◆ **Texte à lire**
┄┄┄┄┄┄┄┄┄┄┄┄┄┄┄┄┄┄┄┄

Comme dans le poème d’amour de Prévert portant le même nom que le livre, dans Immense et rouge, le soleil, d'hiver et voilé, a le cœur en peine et au lieu de briller il se mouche (“Mais il n’y a que l’horreur et le soleil qui se mouche”). On reconnaît dans cette image la poésie toute particulière à Marie Chartres. Ce style poétique limpide et délicat, avec juste ce qu'il faut d'un peu enfantin et de résolumment non conventionnel pour transporter le lecteur, n'est pas sans rappeler le style de l'immortel Jacques Prévert. Des phrases comme “la rosée a rassemblé son chagrin sur les chaussures de l'épouse ce matin”, “ses doigts en notes dans sa chevelure en portée”, “dans la chambre claire, ses mots restent suspendus comme un gaz toxique”, ou “elle déchire tous les autres dimanche à grands coups de couteau bleu”, pour ne citer que celles-là, forment des tableaux à la fois touchants et surréalistes qui restent en mémoire et dont la beauté laisse parfois sans voix.

On saisit l’histoire de ce couple d’aveugle guidant l’aveugle par bribes non linéaires qui trahissent la confusion des sentiments de la narratrice, l’épouse. On comprend qu’il fait triste et même “pourri” dans leur huis clos, où les nerfs de l'épouse grésillent de concert avec la lampe tue-mouche et le poing du mari brise les miroirs. On comprend que l’épouse dérange, et l’on apprend qu’en passant le seuil de la maison de leurs amis, elle a l'impression d'accrocher ses poumons au porte-manteau : c'est dire combien elle se sent étrangère et incomprise, le regard fouillant sans trêve la béance laissée par des blessures et des traumatismes difficilement narrables pour la simple raison que personne n’est prêt à les entendre.

┄┄┄┄┄┄┄┄┄┄┄┄┄┄┄┄┄┄┄┄

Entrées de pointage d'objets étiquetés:
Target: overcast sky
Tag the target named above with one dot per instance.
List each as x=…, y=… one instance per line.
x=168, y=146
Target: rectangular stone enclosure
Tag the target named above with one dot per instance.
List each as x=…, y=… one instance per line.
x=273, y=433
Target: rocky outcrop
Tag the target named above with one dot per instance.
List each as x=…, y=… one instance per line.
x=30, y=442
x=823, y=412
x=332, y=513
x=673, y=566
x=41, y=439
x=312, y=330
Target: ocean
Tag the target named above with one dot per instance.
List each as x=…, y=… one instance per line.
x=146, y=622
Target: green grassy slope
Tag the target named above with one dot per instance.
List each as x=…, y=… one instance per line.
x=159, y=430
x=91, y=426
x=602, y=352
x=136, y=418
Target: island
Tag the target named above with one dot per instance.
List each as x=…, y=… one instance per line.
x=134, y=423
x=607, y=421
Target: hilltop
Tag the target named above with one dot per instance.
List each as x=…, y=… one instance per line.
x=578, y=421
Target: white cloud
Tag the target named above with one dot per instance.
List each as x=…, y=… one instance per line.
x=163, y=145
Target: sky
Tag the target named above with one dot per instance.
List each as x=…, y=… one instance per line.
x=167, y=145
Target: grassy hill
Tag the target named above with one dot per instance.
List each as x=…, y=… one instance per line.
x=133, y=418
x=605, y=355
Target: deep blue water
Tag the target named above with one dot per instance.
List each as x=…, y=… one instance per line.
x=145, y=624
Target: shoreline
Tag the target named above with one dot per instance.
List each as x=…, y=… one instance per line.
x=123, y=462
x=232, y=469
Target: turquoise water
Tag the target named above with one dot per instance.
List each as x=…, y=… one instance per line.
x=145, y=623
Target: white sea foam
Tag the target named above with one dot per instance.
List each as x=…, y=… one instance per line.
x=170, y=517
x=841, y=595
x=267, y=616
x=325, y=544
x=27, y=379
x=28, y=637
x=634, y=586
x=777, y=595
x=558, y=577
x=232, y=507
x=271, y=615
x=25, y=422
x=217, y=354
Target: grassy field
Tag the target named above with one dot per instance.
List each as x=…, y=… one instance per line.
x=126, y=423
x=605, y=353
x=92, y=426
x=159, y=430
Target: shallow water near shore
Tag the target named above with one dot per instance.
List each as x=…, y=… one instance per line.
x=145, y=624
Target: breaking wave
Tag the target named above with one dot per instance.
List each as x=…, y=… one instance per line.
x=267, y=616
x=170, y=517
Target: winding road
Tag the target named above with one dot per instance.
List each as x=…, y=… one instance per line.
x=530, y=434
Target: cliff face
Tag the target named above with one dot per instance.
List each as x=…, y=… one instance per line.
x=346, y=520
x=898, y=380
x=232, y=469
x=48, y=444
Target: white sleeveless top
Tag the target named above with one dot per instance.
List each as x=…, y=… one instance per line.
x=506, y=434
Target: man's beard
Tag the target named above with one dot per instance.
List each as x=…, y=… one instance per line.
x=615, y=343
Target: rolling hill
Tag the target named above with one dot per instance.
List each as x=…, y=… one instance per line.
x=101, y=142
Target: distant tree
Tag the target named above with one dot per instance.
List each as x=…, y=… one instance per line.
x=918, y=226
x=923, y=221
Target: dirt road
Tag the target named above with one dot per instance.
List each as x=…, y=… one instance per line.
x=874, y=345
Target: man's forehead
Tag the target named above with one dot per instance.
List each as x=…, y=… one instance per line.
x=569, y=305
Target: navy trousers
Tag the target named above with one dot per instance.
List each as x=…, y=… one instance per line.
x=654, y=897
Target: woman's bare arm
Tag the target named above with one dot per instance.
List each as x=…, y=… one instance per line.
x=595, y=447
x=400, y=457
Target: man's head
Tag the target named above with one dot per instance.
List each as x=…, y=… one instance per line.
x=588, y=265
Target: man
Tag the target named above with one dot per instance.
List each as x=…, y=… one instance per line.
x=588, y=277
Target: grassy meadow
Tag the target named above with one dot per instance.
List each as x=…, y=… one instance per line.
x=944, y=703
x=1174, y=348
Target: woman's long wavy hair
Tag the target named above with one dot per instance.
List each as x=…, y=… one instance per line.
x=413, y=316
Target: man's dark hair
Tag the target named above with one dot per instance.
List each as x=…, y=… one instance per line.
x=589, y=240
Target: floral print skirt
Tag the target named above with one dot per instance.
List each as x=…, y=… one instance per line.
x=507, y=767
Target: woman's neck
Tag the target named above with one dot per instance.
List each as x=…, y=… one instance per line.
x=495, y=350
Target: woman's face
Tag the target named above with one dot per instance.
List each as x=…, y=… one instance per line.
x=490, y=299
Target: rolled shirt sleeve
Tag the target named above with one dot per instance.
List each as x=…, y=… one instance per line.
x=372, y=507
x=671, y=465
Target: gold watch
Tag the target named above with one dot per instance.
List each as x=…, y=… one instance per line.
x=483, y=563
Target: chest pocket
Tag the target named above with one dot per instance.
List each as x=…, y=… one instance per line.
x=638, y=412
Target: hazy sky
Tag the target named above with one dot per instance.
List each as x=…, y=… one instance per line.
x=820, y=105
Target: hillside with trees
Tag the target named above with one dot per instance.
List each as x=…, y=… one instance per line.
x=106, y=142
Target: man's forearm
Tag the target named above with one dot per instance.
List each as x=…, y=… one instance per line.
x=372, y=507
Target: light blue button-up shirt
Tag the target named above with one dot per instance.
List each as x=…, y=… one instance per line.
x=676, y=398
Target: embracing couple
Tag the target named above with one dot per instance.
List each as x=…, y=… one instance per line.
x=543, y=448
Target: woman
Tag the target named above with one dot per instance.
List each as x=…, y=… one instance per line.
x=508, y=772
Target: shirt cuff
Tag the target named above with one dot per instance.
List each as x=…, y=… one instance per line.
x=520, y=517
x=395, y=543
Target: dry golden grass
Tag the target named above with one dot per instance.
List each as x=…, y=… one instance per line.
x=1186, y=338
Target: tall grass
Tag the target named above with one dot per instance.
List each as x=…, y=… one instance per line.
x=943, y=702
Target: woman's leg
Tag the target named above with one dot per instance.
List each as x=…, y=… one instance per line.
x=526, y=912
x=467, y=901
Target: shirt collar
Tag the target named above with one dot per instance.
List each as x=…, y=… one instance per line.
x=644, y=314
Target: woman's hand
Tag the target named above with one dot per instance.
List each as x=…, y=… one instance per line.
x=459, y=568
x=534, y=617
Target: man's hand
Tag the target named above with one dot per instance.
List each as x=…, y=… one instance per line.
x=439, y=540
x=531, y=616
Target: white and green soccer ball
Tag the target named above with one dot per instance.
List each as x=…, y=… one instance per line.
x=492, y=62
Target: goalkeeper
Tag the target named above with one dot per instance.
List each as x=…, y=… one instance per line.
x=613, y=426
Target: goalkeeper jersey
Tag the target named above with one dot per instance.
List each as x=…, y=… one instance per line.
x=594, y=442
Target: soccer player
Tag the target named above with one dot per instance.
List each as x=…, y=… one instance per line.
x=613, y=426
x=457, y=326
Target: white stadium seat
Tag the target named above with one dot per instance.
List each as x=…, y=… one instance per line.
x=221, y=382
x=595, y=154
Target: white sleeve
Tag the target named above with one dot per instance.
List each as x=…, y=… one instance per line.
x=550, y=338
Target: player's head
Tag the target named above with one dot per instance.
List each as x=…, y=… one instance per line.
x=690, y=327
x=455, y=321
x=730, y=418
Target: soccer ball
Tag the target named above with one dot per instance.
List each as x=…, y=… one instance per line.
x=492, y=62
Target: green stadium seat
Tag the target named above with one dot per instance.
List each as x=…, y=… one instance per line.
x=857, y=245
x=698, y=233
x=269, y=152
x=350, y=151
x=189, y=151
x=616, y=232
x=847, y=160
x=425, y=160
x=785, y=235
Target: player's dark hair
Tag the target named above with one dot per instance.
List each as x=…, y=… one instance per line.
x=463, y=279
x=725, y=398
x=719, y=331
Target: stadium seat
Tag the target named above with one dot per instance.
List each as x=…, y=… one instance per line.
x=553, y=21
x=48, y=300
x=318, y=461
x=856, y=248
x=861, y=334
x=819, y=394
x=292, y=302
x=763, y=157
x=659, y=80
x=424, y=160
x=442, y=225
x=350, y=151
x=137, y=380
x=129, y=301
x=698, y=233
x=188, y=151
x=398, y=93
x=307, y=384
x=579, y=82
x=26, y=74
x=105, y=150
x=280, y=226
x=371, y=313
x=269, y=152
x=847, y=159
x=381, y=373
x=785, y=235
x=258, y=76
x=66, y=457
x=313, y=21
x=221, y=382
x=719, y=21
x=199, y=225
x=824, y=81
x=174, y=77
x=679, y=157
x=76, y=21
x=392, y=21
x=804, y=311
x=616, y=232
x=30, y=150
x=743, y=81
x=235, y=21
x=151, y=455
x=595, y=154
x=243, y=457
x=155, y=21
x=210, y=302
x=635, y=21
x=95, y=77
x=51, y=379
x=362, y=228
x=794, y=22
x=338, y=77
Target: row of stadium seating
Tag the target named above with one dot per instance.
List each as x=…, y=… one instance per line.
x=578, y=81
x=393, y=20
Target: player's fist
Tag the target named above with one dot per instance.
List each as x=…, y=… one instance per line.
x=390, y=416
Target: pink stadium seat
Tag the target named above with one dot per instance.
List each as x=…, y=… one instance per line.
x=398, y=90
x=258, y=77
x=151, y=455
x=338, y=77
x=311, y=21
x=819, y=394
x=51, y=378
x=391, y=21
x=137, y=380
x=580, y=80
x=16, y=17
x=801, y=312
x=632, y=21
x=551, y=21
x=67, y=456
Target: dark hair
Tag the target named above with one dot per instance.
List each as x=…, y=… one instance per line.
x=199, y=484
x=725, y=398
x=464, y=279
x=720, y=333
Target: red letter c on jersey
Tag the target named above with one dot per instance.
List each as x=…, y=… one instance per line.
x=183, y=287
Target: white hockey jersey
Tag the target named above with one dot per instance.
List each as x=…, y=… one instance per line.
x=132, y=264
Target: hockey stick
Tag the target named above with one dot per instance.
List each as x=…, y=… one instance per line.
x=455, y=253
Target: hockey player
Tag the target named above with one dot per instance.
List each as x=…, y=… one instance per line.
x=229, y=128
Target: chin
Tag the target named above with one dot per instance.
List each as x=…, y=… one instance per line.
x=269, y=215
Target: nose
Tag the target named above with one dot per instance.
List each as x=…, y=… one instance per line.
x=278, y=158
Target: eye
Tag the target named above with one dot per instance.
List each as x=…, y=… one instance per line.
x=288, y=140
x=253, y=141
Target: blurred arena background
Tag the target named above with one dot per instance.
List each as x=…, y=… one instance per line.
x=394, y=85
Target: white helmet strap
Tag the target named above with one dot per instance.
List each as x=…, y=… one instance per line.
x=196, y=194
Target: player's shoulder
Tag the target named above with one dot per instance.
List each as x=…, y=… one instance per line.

┄┄┄┄┄┄┄┄┄┄┄┄┄┄┄┄┄┄┄┄

◆ **Consigne**
Citez le passage de la critique d'Immense et rouge compris entre "On saisit l’histoire" et "à les entendre.", bornes incluses.

◆ **Résultat final**
On saisit l’histoire de ce couple d’aveugle guidant l’aveugle par bribes non linéaires qui trahissent la confusion des sentiments de la narratrice, l’épouse. On comprend qu’il fait triste et même “pourri” dans leur huis clos, où les nerfs de l'épouse grésillent de concert avec la lampe tue-mouche et le poing du mari brise les miroirs. On comprend que l’épouse dérange, et l’on apprend qu’en passant le seuil de la maison de leurs amis, elle a l'impression d'accrocher ses poumons au porte-manteau : c'est dire combien elle se sent étrangère et incomprise, le regard fouillant sans trêve la béance laissée par des blessures et des traumatismes difficilement narrables pour la simple raison que personne n’est prêt à les entendre.